AUSZUG ZUM LESEN:
++++++++
Ein Berliner Apotheker muss nach einem Gerichtsurteil seinen Beruf aufgeben, weil er aus Gewissensgründen die sogenannte „Pille danach“ nicht verkaufen kann. Anfang Mai habe Andreas Kersen „die Apothekerkammer gebeten seine 1984 erteilte Approbation als Apotheker zurückzunehmen“, berichtete die Menschenrechtsorganisation ADF International am Donnerstag.
Die Apothekerkammer war gegen Kersten vorgegangen, wobei der Apotheker durch das Berufsgericht für Heilberufe beim Verwaltungsgericht Berlin im November 2019 zunächst Recht bekam. Die Apothekerkammer ging jedoch in Berufung.
++++++++
ARBEITSAUFTRAG 1: Schreibe den Auszug von "Ein Berliner Apotheker" bis "International am Donnerstag." neu ab und setze dabei "Freitag" an die Stelle von "Donnerstag".
ARBEITSAUFTRAG 2:
Stimmen diese Aussagen mit dem Auszug überein? Antworte jeweils mit Ja oder Nein und zitiere die entscheidenden Worte.
(a) Die Approbation des Apothekers wurde 1984 erteilt.
(b) Das Berufsgericht gab im November 2019 zunächst der Apothekerkammer Recht.
(c) Die Apothekerkammer legte Berufung ein.
ARBEITSAUFTRAG 3:
Beantworte anhand des Auszugs:
(a) Welche Organisation berichtete über den Schritt des Apothekers?
(b) Wann bat der Apotheker die Apothekerkammer, seine Approbation zurückzunehmen?
(c) Bei welchem Gericht ist das Berufsgericht für Heilberufe angesiedelt?
++++++++
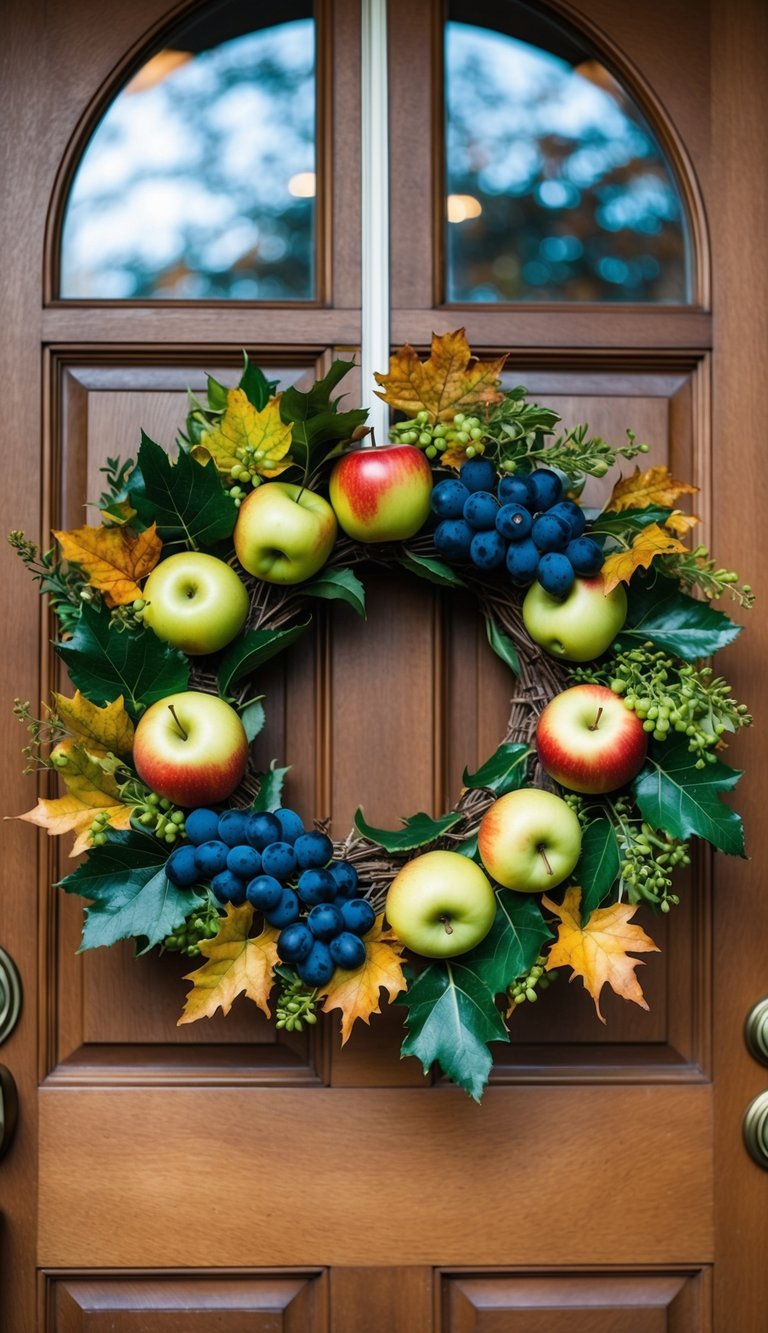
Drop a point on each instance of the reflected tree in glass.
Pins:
(199, 181)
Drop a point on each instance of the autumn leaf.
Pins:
(451, 379)
(102, 729)
(643, 488)
(598, 951)
(263, 435)
(234, 965)
(114, 559)
(356, 993)
(650, 543)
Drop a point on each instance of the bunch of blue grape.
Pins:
(286, 872)
(519, 523)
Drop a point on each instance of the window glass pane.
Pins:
(558, 189)
(199, 181)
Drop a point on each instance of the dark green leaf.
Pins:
(184, 499)
(451, 1019)
(503, 772)
(502, 645)
(680, 624)
(598, 865)
(252, 651)
(435, 571)
(512, 944)
(270, 788)
(419, 829)
(131, 895)
(104, 664)
(339, 585)
(676, 796)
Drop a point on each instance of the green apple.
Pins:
(578, 627)
(440, 904)
(530, 840)
(191, 747)
(195, 603)
(284, 533)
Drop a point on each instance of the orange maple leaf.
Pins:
(356, 993)
(598, 951)
(652, 541)
(114, 559)
(451, 379)
(643, 488)
(235, 964)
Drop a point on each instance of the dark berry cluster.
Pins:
(286, 872)
(522, 523)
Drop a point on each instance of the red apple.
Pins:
(191, 748)
(590, 741)
(382, 492)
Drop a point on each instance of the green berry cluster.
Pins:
(435, 437)
(296, 1004)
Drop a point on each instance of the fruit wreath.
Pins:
(208, 563)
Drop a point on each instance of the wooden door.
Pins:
(183, 1179)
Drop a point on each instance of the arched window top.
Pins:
(556, 187)
(199, 180)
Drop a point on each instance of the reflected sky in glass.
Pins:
(199, 180)
(560, 189)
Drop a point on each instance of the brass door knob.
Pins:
(755, 1129)
(756, 1031)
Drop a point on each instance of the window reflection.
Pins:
(556, 188)
(199, 181)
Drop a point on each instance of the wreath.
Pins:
(210, 563)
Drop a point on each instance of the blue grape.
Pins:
(523, 561)
(347, 951)
(488, 549)
(480, 509)
(586, 556)
(182, 868)
(202, 825)
(452, 539)
(448, 499)
(479, 475)
(555, 573)
(514, 521)
(550, 532)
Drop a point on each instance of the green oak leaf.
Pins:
(598, 865)
(252, 651)
(676, 796)
(503, 772)
(104, 664)
(419, 829)
(514, 943)
(339, 585)
(502, 645)
(680, 624)
(451, 1020)
(186, 499)
(132, 897)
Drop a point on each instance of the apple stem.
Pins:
(186, 735)
(540, 848)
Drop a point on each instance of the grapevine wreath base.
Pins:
(486, 497)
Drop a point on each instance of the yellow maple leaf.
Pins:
(450, 380)
(652, 541)
(643, 488)
(263, 435)
(103, 729)
(234, 965)
(114, 559)
(356, 993)
(598, 951)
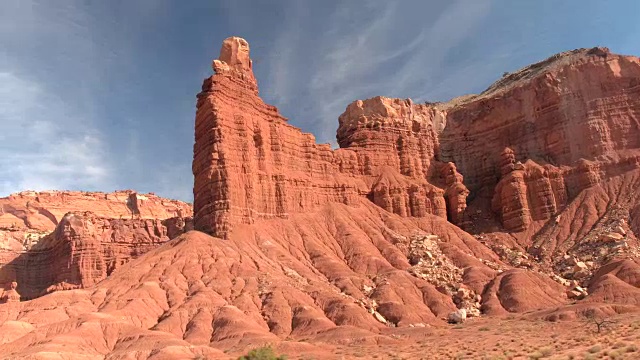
++++++++
ENDGÜLTIGE ANTWORT 1:
Ein Berliner Apotheker muss nach einem Gerichtsurteil seinen Beruf aufgeben, weil er aus Gewissensgründen die sogenannte „Pille danach“ nicht verkaufen kann. Anfang Mai habe Andreas Kersen „die Apothekerkammer gebeten seine 1984 erteilte Approbation als Apotheker zurückzunehmen“, berichtete die Menschenrechtsorganisation ADF International am Freitag.

ENDGÜLTIGE ANTWORT 2:
(a) Ja: „seine 1984 erteilte Approbation als Apotheker“
(b) Nein: „wobei der Apotheker durch das Berufsgericht für Heilberufe beim Verwaltungsgericht Berlin im November 2019 zunächst Recht bekam“
(c) Ja: „Die Apothekerkammer ging jedoch in Berufung.“

ENDGÜLTIGE ANTWORT 3:
(a) Die Menschenrechtsorganisation ADF International.
(b) Anfang Mai.
(c) Beim Verwaltungsgericht Berlin.